>> begin DATA FOR THIS EXERCISE

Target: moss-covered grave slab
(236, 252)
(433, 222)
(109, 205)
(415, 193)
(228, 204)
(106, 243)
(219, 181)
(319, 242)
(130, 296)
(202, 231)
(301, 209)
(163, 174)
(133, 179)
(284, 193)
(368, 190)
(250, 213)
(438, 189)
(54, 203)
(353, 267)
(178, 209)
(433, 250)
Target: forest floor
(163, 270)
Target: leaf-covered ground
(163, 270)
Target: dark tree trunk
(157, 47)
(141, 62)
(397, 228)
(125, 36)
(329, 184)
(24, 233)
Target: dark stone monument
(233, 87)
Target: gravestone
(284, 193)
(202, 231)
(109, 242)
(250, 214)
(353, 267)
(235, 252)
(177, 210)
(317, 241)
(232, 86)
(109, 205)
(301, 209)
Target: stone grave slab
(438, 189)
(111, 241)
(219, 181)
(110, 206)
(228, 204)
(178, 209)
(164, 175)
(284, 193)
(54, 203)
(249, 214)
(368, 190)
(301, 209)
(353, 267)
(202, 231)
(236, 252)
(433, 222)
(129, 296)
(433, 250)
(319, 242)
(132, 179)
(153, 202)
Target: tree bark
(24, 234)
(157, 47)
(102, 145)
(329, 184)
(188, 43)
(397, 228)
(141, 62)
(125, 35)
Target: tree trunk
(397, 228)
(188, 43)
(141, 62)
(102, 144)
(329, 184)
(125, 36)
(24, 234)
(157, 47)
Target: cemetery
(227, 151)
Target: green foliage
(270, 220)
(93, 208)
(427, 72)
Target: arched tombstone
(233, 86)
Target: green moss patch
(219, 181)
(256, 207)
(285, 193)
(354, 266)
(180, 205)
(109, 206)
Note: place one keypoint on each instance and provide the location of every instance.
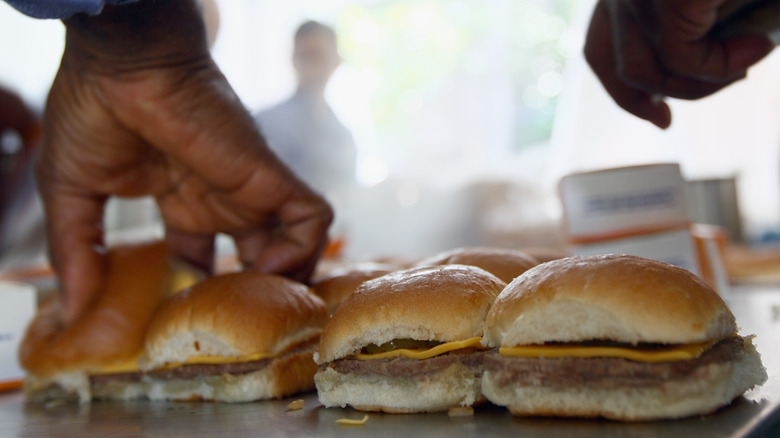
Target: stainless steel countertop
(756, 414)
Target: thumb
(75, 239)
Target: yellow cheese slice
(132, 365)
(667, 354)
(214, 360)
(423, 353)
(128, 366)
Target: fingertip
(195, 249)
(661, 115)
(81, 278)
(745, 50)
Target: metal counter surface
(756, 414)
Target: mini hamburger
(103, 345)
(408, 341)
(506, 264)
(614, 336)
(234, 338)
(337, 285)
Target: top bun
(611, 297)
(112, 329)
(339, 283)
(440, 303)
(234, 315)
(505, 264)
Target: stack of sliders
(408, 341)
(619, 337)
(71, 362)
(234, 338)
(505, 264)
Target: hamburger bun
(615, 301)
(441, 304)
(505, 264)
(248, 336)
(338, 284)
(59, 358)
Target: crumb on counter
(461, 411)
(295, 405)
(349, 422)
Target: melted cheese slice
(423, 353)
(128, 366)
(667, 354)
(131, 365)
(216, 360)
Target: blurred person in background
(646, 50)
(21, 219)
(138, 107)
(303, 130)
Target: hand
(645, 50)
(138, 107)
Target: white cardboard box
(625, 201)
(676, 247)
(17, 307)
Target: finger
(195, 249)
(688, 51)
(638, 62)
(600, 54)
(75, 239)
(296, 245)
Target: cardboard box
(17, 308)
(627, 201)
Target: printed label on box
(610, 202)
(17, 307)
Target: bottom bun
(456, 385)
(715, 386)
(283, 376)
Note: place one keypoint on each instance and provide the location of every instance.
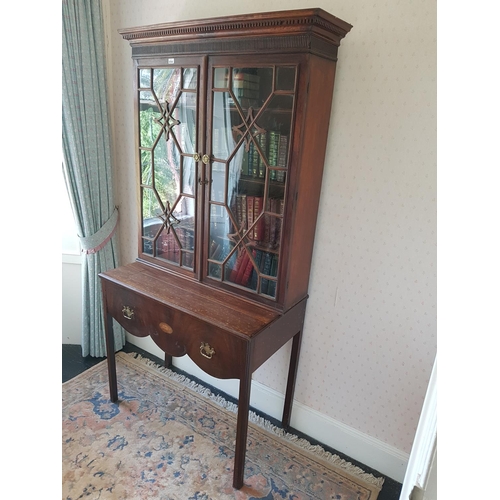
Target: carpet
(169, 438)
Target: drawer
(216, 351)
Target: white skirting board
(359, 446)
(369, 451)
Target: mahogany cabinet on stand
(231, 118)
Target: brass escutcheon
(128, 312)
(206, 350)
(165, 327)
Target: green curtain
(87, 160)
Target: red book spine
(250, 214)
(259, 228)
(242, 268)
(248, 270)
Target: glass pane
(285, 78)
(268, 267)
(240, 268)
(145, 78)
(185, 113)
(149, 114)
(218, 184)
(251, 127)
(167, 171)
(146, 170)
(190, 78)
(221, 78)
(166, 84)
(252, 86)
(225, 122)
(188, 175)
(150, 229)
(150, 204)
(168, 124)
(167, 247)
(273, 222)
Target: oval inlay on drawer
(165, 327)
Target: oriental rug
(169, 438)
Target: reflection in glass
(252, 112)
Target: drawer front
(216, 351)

>> end DATA FOR THIS EXERCISE

WORK TO DO:
Reproduce the material above line for line, without changing anything and without the pictures.

SOLVED EXERCISE:
Target: moss-covered grave slab
(236, 252)
(433, 222)
(109, 205)
(415, 193)
(228, 204)
(106, 243)
(219, 181)
(319, 242)
(130, 296)
(202, 231)
(301, 209)
(163, 174)
(133, 179)
(284, 193)
(368, 190)
(250, 213)
(438, 189)
(54, 203)
(353, 267)
(178, 209)
(433, 250)
Target: forest floor
(163, 270)
Target: leaf-covered ground
(163, 270)
Target: dark tree trunk
(157, 47)
(141, 62)
(397, 228)
(125, 36)
(329, 184)
(24, 233)
Target: dark stone monument
(233, 87)
Target: gravestone
(284, 193)
(202, 231)
(109, 242)
(250, 214)
(353, 267)
(235, 252)
(177, 210)
(317, 241)
(232, 86)
(109, 205)
(301, 209)
Target: stone grave slab
(438, 189)
(111, 241)
(219, 181)
(110, 206)
(228, 204)
(178, 209)
(164, 175)
(284, 193)
(54, 203)
(249, 214)
(368, 190)
(301, 209)
(353, 267)
(202, 231)
(236, 252)
(433, 222)
(129, 296)
(433, 250)
(319, 242)
(132, 179)
(153, 202)
Target: tree bark
(24, 234)
(157, 47)
(102, 145)
(329, 184)
(188, 43)
(397, 228)
(141, 62)
(125, 35)
Target: tree trunk
(397, 228)
(188, 43)
(141, 62)
(102, 144)
(329, 184)
(125, 36)
(24, 234)
(157, 47)
Target: cemetery
(227, 151)
Target: green foliage
(270, 220)
(93, 208)
(427, 72)
Target: arched tombstone
(233, 86)
Target: green moss patch
(219, 181)
(256, 207)
(285, 193)
(354, 266)
(180, 205)
(109, 206)
Note: place one keypoint on each instance and provide the location of every instance.
Target: stainless steel countertop
(756, 414)
Target: thumb
(75, 239)
Target: yellow cheese slice
(132, 365)
(667, 354)
(214, 360)
(423, 353)
(128, 366)
Target: fingertip
(195, 249)
(661, 115)
(81, 278)
(745, 50)
Target: metal counter surface
(756, 414)
Target: mini hamburger
(103, 345)
(408, 341)
(506, 264)
(614, 336)
(234, 338)
(337, 285)
Target: top bun
(611, 297)
(112, 329)
(339, 283)
(440, 303)
(234, 315)
(505, 264)
Target: stack of sliders
(408, 341)
(619, 337)
(71, 362)
(234, 338)
(505, 264)
Target: hamburger bun
(615, 301)
(441, 304)
(505, 264)
(248, 336)
(338, 284)
(59, 358)
Target: crumb on counter
(461, 411)
(295, 405)
(349, 422)
Target: melted cheese slice
(423, 353)
(128, 366)
(667, 354)
(131, 365)
(216, 360)
Target: blurred person in background
(646, 50)
(21, 219)
(138, 107)
(303, 130)
Target: hand
(645, 50)
(138, 107)
Target: white cardboard box
(625, 201)
(676, 247)
(17, 307)
Target: finger
(195, 249)
(688, 51)
(638, 62)
(600, 54)
(75, 239)
(296, 245)
Target: cardboard box
(17, 308)
(627, 201)
Target: printed label on box
(610, 202)
(17, 307)
Target: bottom bun
(456, 385)
(715, 386)
(283, 376)
Note: place one keypoint on each instance and provide the location of every instance.
Target: carpet
(169, 438)
Target: drawer
(216, 351)
Target: white skirting board
(359, 446)
(369, 451)
Target: mahogany cabinet on stand
(231, 118)
Target: brass escutcheon
(128, 312)
(206, 350)
(165, 327)
Target: green curtain
(87, 160)
Target: red book spine
(250, 214)
(259, 228)
(242, 268)
(248, 270)
Target: glass pane
(285, 78)
(268, 267)
(240, 268)
(145, 78)
(185, 113)
(149, 114)
(218, 184)
(251, 127)
(167, 171)
(146, 170)
(190, 78)
(221, 78)
(166, 84)
(252, 86)
(225, 122)
(188, 175)
(150, 229)
(150, 204)
(168, 124)
(167, 247)
(273, 222)
Target: oval inlay on drawer
(165, 327)
Target: oriental rug
(169, 438)
Target: reflection in glass
(252, 112)
Target: drawer front
(216, 351)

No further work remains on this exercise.